§ EXCERPT TO READ
■ ■ ■ ■

How NHS doctor pay rises could actually lose them money
Top NHS doctors face losing childcare benefits worth thousands of pounds as a result of June’s pay rises, according to analysis.
Doctors are receiving a 3.5 per cent headline pay rise in their June pay packets, backdated to April.
But many consultants – senior specialist doctors – risk being dragged over a pay threshold at which they lose certain benefits, unless they act.
Once a worker receives what’s known as an adjusted net income of over £100,000 for a tax year, they lose all their tax-free childcare, worth £2,000 a year, all of the 30 hours funded term-time childcare for 9-month to 3-year-old children, and half of the 30 hours for children aged between three and four.
The £100,000 threshold is calculated once pension contributions, gift aid donations, plus some other adjustments, are deducted, but also after other income, such as rental income or savings interest, is added.
After this month’s pay rise, a newly appointed consultant now earns £113,565.
After NHS pension contributions, their taxable income is around £99,369, leaving just £631 of headroom before they breach the threshold.
As a result, relatively small amounts of additional income, such as savings interest, dividends, private practice income or overtime, can result in the consultant exceeding £100,000. More experienced consultants will be over the threshold already.
The loss of benefits can be significant. Calculations by AJ Bell suggest that the main earner in a family of two young children aged nine months and two years old would need to see their income increase to around £156,000 before the family got back to the same total disposable income as when they were earning £99,000.

■ ■ ■ ■

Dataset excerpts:
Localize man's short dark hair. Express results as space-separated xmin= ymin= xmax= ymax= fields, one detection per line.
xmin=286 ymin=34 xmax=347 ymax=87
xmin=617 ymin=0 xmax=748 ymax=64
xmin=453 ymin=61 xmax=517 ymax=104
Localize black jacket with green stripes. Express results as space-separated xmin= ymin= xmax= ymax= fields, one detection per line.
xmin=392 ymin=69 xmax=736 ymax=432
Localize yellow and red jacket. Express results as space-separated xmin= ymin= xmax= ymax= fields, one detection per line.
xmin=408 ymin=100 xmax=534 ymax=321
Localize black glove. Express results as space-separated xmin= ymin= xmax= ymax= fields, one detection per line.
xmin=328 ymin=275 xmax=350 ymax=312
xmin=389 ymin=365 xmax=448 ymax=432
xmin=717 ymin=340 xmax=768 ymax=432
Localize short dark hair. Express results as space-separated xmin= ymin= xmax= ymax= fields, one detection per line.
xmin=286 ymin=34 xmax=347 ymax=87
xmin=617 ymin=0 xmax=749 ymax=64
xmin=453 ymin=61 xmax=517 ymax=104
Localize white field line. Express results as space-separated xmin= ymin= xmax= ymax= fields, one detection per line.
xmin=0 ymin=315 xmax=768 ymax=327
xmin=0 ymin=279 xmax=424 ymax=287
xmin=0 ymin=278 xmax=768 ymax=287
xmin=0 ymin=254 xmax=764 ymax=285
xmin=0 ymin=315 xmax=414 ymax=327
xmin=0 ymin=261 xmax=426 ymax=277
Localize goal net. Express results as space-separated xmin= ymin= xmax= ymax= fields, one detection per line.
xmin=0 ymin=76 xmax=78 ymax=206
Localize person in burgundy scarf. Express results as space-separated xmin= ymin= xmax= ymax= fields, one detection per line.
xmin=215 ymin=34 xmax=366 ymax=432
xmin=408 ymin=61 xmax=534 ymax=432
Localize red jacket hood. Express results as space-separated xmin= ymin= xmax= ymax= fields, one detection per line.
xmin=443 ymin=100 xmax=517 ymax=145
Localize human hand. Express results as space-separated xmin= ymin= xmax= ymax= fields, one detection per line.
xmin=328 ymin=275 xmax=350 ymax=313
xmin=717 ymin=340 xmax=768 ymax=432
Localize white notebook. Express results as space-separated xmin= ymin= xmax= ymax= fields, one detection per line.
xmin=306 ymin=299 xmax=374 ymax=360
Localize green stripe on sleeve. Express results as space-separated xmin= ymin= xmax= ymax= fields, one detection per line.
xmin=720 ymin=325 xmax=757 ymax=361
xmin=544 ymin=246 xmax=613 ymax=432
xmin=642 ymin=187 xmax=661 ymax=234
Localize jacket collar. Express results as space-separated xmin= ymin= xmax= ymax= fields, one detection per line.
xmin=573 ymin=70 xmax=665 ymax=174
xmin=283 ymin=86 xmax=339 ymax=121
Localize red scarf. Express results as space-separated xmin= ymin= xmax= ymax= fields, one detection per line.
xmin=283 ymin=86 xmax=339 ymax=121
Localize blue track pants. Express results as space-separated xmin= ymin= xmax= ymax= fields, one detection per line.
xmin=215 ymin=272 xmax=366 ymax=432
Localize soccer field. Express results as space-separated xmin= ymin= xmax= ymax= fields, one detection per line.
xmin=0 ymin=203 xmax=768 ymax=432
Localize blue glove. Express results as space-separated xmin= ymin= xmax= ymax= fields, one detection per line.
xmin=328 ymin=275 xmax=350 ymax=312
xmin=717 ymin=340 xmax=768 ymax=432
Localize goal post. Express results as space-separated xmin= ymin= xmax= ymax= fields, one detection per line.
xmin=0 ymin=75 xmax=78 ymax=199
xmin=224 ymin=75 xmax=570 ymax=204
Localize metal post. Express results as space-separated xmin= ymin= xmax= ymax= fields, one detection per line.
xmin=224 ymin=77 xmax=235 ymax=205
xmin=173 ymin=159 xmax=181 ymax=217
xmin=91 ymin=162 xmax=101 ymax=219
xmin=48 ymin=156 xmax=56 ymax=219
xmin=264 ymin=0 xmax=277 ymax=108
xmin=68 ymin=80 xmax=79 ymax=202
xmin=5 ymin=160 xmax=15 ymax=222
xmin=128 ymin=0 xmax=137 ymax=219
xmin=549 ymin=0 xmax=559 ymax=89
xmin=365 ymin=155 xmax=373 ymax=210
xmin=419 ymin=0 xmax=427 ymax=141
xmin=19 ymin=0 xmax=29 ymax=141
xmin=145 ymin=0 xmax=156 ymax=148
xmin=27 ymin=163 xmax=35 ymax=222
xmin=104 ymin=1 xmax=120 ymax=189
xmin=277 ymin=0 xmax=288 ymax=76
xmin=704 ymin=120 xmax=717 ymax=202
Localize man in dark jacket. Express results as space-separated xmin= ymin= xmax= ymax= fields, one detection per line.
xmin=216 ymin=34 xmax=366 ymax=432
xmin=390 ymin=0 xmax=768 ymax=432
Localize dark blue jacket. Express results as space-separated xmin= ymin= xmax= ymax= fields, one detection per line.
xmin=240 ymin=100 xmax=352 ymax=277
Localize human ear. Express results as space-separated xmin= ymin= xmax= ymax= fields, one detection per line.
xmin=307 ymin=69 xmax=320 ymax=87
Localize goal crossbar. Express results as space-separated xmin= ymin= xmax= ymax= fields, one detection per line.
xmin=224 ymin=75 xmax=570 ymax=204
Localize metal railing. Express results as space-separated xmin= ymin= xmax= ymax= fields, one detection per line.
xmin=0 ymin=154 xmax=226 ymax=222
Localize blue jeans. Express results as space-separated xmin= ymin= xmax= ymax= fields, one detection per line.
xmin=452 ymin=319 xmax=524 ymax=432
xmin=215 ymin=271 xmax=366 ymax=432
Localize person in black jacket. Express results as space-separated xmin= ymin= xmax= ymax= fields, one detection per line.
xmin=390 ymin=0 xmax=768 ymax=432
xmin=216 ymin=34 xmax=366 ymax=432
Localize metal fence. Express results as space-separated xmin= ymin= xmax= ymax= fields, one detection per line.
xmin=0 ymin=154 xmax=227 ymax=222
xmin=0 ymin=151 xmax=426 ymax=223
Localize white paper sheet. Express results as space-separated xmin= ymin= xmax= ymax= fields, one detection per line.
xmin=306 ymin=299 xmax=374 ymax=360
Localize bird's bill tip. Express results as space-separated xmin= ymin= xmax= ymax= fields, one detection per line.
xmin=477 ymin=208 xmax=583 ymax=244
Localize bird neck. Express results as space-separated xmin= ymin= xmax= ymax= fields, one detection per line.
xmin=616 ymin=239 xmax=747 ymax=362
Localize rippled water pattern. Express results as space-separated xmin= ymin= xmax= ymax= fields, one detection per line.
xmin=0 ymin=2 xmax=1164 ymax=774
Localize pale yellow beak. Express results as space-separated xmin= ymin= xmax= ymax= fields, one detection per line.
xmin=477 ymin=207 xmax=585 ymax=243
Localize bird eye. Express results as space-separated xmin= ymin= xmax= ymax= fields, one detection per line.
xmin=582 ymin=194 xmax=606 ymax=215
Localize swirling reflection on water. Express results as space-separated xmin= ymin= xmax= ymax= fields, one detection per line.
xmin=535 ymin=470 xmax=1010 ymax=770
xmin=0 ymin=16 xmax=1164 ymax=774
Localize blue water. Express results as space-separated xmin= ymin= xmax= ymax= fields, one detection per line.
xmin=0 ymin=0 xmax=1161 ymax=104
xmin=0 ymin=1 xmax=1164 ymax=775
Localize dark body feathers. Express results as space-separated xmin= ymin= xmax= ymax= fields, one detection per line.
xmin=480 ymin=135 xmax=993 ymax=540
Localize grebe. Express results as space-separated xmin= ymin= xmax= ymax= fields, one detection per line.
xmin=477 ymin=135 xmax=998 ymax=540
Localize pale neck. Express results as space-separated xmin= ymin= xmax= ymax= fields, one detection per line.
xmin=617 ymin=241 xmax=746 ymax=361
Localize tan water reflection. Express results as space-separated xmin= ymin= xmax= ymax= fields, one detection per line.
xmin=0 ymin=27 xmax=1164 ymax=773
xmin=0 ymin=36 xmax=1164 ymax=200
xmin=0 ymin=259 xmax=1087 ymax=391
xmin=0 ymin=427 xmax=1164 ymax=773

■ ■ ■ ■

§ WHAT TO DO
Answer these questions using the article on NHS doctor pay:
(a) What headline pay rise are doctors receiving, and to which month is it backdated?
(b) What does a newly appointed consultant now earn after this month's pay rise?
(c) According to the calculations by AJ Bell, to roughly what level would the main earner's income need to rise for the family to get back to the same total disposable income as at £99,000?
The material has no connection to the text.

§ RESULT
(a) A 3.5 per cent rise, backdated to April.
(b) £113,565.
(c) Around £156,000.